Harun Yahya

Joel Richardson'ın Türkiye'yi Deccal olarak tanıtması çok büyük bir yanılgıdır


 

Sayın Adnan Oktar'ın 27 Temmuz 2012 tarihli sohbetinden:

Joel Richardson’ın üslubu insancıl gibi görünüyor fakat deccal tarifi çok acımasız, merhametten, şefkatten uzak, vicdandan uzak. akılcı olan, doğru olan; gaddar insanların, zalim insanların, sevgisiz insanların deccal yanlısı olacağıdır. Allah düşmanlarının, Darwinistlerin, materyalistlerin deccal yanlısı olacağı; iyi insanların, sevecen insanların, yaratılışı gören insanların da Mehdi (as) ve Mesih yanlısı olacağıdır. Dolayısıyla Richardson, Türk milletini toptan deccalin ordusu olarak vasfediyor, çok ayıp yapıyor, günaha giriyor. Ahirette bunun hesabını veremez. “İncil’de de böyle” diyor diye İncil’e de iftira da bulunmuş oluyor. İncil’de öyle bir ifade yok. İncil’de “Türk Milleti deccaldır” diye nerede öyle bir ifade var? Zaten öyle mantıksız bir şeyi Allah söylemez. Onun için Joel’in bu üslubunu acilen düzeltmesi gerekiyor.
....................
Çalışmanın amacı:
Joel Richardson hakkındaki metinde "Sayın Adnan Oktar'ın" sözlerinden başlayıp "acilen düzeltmesi gerekiyor." sözleri de dahil olmak üzere oraya kadar olan kısmı hiç değiştirmeden yazın. Bu öğeler başka bir kaynaktan alındı.

Kayıtlı öğeler:
....................
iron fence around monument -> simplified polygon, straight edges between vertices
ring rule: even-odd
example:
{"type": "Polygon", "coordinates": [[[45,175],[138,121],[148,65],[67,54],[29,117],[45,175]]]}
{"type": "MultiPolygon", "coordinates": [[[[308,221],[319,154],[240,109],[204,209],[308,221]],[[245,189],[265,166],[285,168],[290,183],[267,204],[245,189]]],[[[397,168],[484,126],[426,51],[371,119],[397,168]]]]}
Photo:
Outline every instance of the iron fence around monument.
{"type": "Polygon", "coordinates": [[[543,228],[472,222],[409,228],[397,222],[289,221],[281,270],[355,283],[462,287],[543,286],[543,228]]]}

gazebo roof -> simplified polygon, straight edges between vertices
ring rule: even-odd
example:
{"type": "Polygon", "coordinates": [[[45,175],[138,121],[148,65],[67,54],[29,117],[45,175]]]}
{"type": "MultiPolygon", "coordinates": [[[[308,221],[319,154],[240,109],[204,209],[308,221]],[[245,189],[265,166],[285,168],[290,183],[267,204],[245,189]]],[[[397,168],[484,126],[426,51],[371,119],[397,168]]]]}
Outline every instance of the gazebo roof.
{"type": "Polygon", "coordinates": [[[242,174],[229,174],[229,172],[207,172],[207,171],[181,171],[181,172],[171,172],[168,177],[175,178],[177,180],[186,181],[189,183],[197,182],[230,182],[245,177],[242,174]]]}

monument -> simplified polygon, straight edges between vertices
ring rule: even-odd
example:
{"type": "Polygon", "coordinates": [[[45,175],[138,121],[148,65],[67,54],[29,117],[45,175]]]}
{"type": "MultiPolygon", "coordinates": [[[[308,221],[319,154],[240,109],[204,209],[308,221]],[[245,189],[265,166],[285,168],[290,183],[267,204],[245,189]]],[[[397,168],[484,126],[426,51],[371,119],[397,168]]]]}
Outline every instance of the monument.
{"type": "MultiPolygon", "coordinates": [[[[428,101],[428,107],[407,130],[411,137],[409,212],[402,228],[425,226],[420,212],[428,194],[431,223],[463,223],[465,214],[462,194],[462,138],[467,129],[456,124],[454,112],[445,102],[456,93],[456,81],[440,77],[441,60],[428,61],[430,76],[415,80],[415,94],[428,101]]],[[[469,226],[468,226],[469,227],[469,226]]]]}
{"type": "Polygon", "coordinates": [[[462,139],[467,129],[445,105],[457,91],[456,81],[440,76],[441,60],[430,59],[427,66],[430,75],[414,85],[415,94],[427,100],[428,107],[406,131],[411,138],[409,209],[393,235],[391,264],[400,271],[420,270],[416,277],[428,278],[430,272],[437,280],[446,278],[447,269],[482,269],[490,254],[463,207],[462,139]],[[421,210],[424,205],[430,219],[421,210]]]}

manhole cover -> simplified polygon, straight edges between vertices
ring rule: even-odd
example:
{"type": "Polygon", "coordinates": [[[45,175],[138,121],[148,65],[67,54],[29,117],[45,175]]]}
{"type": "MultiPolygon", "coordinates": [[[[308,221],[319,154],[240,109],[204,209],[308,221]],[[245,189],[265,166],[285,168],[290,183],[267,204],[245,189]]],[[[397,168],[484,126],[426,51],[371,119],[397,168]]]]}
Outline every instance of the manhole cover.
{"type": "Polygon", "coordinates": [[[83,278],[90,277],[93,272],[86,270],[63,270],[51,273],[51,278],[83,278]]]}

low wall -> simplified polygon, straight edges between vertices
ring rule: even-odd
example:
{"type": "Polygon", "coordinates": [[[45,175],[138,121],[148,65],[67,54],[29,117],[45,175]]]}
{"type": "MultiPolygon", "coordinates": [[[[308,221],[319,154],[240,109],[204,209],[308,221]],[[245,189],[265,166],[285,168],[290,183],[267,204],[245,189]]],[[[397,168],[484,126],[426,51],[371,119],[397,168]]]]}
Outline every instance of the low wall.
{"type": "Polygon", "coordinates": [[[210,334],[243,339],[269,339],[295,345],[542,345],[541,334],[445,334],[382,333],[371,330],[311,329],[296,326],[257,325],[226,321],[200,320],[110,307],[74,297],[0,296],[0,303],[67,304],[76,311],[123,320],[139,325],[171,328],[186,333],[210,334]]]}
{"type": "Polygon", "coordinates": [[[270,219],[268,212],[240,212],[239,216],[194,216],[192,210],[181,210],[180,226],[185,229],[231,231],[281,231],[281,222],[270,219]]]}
....................
Cevap:
Sayın Adnan Oktar'ın 27 Temmuz 2012 tarihli sohbetinden:

Joel Richardson’ın üslubu insancıl gibi görünüyor fakat deccal tarifi çok acımasız, merhametten, şefkatten uzak, vicdandan uzak. akılcı olan, doğru olan; gaddar insanların, zalim insanların, sevgisiz insanların deccal yanlısı olacağıdır. Allah düşmanlarının, Darwinistlerin, materyalistlerin deccal yanlısı olacağı; iyi insanların, sevecen insanların, yaratılışı gören insanların da Mehdi (as) ve Mesih yanlısı olacağıdır. Dolayısıyla Richardson, Türk milletini toptan deccalin ordusu olarak vasfediyor, çok ayıp yapıyor, günaha giriyor. Ahirette bunun hesabını veremez. “İncil’de de böyle” diyor diye İncil’e de iftira da bulunmuş oluyor. İncil’de öyle bir ifade yok. İncil’de “Türk Milleti deccaldır” diye nerede öyle bir ifade var? Zaten öyle mantıksız bir şeyi Allah söylemez. Onun için Joel’in bu üslubunu acilen düzeltmesi gerekiyor.